Excerpted text →
Content starts

Description:
Quorum
Sensing is an essential form of intercellular communication used by many types
of common bacteria, and many pathogenic bacteria use quorum sensing to attack
and invade the human host. Quorum Sensing is used by bacteria to detect a
critical cell number, which is the cell population required for pathogenic
bacteria to release effective amounts of toxins that overcome host immune
defenses. In a sparse pathogenic bacteria population, the early release of
toxins would stimulate the human immune system to neutralize the bacteria.
Pathogenic bacteria have developed an evolutionary strategy whereby they can
sense when they have amassed a critical cell number before producing virulence
factors which enable the bacteria to persist in the human host and to cause the
infection.
Researchers
at Princeton University have discovered the bacterial gene and molecule
necessary for Quorum Sensing. The AI-2 molecule is a signaling molecule
produced by some species of bacteria. Each bacterium continually produces
AI-2 molecules that flow freely across its cell membrane. In a low cell
population, AI-2 molecules are swept away by diffusion. In a high cell
population, AI-2 molecules begin to flow from one bacterial cell into another
where they bind to receptor proteins triggering a biochemical reaction. In
the case of pathogenic bacteria in a high cell population, AI-2 molecules bind
to LuxP receptor proteins triggering pathogenesis. The LuxS gene is the
bacterial gene responsible for producing AI-2 molecules. Hundreds of
species of bacteria contain the LuxS gene, including pathogenic bacteria such as
Escherichia coli, Salmonella typhimurium, Vibrio cholerae, Staphylococcus
aureus, Bacillus anthracis, and Enterococcus faecalis.

Content ends

Problem to work on →
Answer these questions from the quorum sensing text:
1. In a sparse population of pathogenic bacteria, what would an early release of toxins stimulate?
2. Which bacterial gene is responsible for producing AI-2 molecules?
3. In pathogenic bacteria at a high cell population, to which receptor proteins do AI-2 molecules bind?

Collected data:
Content starts

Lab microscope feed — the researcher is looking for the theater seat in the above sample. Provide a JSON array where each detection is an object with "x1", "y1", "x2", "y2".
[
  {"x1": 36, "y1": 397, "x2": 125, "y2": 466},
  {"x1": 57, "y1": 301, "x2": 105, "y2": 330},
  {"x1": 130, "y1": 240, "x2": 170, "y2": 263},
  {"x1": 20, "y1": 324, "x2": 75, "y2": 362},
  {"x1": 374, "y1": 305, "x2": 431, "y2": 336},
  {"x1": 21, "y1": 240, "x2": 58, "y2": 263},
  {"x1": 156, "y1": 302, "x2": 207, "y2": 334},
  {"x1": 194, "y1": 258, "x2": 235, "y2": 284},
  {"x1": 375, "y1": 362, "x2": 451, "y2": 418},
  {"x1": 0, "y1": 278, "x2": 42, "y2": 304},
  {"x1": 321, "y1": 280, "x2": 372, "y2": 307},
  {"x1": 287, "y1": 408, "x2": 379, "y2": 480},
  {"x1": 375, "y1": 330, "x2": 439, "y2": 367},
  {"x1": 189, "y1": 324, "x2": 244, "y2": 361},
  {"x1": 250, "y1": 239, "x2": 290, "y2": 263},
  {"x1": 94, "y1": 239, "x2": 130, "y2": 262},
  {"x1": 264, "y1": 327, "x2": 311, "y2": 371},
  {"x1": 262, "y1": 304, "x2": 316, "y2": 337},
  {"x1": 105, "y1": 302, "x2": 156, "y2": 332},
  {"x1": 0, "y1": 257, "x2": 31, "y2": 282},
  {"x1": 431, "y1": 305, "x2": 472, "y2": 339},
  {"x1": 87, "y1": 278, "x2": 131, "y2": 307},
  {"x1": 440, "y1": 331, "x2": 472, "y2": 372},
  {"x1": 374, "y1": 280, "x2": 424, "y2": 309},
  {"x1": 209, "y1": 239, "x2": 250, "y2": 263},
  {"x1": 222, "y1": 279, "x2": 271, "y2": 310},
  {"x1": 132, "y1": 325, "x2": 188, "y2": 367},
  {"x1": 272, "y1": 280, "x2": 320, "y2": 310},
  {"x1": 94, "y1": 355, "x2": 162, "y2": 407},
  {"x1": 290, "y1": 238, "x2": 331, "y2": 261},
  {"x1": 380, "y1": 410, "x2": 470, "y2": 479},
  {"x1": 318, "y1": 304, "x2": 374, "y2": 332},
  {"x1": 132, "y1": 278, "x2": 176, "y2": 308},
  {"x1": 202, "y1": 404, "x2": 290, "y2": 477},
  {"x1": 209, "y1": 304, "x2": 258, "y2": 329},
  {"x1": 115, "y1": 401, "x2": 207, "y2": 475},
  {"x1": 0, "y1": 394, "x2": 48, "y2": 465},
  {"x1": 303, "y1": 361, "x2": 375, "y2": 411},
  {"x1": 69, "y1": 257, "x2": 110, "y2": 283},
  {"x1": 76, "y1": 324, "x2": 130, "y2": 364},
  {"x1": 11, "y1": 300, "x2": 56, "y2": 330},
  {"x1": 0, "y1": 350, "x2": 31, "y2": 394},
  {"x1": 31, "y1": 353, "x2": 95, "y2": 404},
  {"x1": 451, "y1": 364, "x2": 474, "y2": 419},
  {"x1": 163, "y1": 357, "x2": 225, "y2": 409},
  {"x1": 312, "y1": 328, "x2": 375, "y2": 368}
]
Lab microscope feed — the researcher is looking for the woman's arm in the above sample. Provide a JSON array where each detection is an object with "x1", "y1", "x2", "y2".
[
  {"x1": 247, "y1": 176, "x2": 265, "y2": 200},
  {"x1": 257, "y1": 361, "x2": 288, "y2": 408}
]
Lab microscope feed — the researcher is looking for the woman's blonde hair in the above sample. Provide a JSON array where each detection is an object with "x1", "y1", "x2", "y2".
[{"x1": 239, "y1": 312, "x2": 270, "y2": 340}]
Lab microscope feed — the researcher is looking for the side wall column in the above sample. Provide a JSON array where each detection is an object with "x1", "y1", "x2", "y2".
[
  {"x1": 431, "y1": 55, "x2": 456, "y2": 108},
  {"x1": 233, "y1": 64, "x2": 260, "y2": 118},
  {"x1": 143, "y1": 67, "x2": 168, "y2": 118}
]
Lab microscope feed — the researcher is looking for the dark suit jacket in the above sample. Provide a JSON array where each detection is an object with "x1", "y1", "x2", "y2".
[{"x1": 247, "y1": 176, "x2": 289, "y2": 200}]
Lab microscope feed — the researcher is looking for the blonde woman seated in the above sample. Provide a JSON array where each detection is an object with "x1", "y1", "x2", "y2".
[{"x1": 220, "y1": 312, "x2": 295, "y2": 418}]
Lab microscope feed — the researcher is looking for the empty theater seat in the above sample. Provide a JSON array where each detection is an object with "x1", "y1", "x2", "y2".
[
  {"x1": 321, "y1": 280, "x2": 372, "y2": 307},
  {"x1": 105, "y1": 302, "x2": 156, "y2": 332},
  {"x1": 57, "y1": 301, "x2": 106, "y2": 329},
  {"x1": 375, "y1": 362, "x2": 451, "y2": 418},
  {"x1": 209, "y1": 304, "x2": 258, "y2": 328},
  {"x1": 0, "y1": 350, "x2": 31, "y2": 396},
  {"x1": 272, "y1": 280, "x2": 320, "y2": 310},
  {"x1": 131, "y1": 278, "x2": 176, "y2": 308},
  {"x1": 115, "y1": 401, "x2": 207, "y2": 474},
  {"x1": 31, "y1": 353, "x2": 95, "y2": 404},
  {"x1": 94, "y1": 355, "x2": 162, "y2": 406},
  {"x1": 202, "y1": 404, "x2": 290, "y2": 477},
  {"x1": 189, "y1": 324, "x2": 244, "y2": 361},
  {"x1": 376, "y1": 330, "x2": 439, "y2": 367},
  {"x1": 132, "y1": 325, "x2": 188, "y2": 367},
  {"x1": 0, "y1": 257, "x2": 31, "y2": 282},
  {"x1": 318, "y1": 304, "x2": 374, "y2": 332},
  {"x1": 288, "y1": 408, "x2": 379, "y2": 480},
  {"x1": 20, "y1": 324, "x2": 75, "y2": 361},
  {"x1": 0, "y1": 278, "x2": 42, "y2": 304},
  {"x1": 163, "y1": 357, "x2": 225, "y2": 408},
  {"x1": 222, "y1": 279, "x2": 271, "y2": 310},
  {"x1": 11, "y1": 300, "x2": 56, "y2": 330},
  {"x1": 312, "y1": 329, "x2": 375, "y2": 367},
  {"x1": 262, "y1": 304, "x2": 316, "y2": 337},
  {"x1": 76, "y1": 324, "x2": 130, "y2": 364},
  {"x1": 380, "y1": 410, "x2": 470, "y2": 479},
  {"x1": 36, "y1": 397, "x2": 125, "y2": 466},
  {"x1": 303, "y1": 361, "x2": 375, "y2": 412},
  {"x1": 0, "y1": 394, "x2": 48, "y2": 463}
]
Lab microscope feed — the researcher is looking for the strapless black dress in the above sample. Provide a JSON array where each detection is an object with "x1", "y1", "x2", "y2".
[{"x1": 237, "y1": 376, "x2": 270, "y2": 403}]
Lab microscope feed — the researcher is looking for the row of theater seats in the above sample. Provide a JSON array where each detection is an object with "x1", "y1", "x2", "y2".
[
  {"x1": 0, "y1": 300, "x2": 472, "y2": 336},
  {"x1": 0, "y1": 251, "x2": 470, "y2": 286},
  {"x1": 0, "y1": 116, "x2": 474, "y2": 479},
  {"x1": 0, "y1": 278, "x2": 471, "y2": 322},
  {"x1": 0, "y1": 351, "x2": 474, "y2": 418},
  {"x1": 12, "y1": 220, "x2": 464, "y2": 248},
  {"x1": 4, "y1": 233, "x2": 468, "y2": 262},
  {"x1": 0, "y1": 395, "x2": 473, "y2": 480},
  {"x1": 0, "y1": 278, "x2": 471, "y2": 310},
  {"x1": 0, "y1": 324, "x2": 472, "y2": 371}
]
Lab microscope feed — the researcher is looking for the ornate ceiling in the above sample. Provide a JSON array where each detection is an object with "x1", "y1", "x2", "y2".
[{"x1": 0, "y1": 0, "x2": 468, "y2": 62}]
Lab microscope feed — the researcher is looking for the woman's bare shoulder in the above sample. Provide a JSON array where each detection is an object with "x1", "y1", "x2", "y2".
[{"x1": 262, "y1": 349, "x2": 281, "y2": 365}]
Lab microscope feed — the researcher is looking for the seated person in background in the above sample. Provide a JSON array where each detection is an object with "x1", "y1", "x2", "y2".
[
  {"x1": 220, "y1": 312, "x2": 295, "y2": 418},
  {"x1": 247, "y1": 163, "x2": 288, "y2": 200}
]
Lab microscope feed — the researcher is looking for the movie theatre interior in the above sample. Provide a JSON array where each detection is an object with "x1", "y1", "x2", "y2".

Content ends

Result of this exercise →
1. It would stimulate the human immune system to neutralize the bacteria.
2. The LuxS gene.
3. LuxP receptor proteins.